Provided records

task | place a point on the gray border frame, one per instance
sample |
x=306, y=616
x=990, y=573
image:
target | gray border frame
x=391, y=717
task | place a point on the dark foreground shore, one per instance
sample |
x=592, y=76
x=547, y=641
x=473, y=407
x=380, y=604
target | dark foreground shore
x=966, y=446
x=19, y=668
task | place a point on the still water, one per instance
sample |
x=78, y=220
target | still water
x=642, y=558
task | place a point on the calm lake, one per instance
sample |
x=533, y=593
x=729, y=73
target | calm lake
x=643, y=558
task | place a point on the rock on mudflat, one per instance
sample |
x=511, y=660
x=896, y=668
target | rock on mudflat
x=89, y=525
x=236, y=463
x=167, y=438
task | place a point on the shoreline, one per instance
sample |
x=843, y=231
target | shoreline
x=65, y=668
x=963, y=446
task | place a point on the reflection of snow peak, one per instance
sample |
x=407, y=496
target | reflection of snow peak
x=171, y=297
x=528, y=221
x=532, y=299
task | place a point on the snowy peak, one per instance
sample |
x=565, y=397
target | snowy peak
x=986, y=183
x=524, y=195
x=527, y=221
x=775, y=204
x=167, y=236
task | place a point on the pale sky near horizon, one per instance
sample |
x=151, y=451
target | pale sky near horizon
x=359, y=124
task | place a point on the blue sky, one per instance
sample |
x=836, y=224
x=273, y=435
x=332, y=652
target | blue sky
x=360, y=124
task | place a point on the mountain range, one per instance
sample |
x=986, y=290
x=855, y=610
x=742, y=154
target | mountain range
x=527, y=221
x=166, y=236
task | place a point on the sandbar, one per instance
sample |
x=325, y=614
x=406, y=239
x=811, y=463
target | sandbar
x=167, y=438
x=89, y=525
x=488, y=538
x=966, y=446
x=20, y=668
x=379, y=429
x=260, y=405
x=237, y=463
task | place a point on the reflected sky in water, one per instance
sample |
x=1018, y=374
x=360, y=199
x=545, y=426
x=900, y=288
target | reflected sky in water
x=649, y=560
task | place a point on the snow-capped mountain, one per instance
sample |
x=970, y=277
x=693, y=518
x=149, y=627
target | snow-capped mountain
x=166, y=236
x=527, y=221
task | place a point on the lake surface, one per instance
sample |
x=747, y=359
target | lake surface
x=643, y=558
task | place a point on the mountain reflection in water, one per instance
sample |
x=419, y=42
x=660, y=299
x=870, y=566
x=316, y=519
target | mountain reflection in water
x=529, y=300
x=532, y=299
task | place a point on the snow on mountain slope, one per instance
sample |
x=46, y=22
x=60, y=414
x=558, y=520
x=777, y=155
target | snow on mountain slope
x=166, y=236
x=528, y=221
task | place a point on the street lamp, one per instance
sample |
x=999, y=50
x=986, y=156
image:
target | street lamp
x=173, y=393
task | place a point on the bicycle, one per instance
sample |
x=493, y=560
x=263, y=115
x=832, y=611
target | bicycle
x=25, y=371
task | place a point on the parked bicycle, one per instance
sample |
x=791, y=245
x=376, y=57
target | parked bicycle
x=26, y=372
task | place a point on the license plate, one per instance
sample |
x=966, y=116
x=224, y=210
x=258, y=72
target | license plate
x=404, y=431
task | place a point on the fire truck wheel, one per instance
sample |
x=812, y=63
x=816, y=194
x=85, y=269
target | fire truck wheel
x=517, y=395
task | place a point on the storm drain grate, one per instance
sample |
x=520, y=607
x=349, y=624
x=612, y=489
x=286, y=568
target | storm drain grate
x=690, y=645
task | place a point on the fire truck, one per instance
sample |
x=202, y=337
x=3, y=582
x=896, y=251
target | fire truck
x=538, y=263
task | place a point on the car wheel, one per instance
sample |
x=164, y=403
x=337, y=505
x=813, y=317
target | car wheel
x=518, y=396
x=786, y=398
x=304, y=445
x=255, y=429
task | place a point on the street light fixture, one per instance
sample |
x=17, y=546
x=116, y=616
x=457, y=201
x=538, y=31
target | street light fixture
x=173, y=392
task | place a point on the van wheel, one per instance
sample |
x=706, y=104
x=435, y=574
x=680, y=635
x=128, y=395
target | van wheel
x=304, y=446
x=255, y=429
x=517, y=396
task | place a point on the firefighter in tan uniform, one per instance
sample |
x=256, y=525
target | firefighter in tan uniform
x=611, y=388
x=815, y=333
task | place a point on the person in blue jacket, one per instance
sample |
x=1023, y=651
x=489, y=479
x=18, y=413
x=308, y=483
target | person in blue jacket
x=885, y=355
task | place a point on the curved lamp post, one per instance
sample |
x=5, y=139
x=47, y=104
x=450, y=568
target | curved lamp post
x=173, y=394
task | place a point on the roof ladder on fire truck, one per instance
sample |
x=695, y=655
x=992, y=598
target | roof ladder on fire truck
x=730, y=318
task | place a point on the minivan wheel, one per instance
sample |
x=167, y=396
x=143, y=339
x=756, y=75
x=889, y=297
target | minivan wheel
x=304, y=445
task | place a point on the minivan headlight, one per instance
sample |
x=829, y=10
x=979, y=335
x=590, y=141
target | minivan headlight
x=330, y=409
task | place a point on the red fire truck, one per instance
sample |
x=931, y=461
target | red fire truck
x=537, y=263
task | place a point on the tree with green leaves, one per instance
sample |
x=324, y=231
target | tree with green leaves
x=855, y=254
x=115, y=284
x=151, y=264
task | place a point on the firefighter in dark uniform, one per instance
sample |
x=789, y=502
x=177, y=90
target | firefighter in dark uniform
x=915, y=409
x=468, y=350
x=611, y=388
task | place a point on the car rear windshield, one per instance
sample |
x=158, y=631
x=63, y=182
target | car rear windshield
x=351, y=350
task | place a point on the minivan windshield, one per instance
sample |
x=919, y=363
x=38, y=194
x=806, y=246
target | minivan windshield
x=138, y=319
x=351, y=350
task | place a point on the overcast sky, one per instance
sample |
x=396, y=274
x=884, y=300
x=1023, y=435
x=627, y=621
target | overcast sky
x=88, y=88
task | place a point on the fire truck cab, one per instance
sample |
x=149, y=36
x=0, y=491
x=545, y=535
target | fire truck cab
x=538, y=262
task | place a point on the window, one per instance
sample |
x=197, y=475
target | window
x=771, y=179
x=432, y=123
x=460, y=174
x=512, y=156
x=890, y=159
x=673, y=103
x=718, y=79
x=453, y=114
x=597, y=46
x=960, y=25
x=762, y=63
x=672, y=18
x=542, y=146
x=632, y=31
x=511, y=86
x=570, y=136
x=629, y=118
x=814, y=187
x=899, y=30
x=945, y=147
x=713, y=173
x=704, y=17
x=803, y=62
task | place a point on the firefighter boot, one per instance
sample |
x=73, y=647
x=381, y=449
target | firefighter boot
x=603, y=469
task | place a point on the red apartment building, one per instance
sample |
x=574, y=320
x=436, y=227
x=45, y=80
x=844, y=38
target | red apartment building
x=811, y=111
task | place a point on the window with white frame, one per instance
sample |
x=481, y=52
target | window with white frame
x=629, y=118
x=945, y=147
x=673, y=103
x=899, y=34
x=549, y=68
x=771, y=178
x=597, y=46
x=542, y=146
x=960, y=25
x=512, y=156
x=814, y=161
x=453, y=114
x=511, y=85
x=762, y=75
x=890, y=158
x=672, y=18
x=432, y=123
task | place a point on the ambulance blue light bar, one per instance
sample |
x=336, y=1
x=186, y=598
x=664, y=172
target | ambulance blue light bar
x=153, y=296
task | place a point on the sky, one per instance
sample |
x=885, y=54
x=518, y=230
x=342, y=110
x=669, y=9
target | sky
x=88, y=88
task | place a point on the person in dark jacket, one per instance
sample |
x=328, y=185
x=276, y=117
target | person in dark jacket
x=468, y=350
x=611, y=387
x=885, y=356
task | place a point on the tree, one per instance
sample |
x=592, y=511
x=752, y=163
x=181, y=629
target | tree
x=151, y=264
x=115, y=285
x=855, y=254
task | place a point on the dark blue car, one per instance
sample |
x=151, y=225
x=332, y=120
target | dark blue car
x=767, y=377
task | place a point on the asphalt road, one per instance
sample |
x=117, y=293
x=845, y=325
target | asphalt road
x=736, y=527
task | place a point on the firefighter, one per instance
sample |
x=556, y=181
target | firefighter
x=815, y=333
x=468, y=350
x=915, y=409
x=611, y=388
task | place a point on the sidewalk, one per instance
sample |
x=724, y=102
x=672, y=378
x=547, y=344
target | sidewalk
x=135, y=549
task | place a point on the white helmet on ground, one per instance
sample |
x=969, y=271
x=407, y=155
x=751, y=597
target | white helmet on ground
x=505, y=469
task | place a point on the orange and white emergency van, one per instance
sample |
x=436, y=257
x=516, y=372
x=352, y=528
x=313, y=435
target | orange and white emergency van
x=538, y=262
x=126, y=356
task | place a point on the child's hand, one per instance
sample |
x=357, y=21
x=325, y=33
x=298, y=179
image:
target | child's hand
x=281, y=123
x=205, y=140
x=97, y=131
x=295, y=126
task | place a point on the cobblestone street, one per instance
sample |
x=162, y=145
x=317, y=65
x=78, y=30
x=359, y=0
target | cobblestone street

Short problem
Output the lines starting at the line that contains "task | place a point on the white" and ending at the end of the records, exactly as they appear.

Output
task | place a point on the white helmet on ground, one per instance
sample |
x=969, y=271
x=407, y=155
x=751, y=597
target | white helmet on ground
x=505, y=469
task | place a point on the orange and white emergency van, one per instance
sample |
x=436, y=257
x=516, y=372
x=352, y=528
x=313, y=435
target | orange and white emergency van
x=538, y=262
x=126, y=356
task | place a point on the child's hand, one per instance
sample |
x=357, y=21
x=325, y=33
x=298, y=179
image:
target | child's hand
x=281, y=123
x=205, y=140
x=97, y=131
x=295, y=126
task | place a point on the cobblestone street, one per instance
sample |
x=162, y=145
x=317, y=65
x=78, y=30
x=359, y=0
target | cobblestone street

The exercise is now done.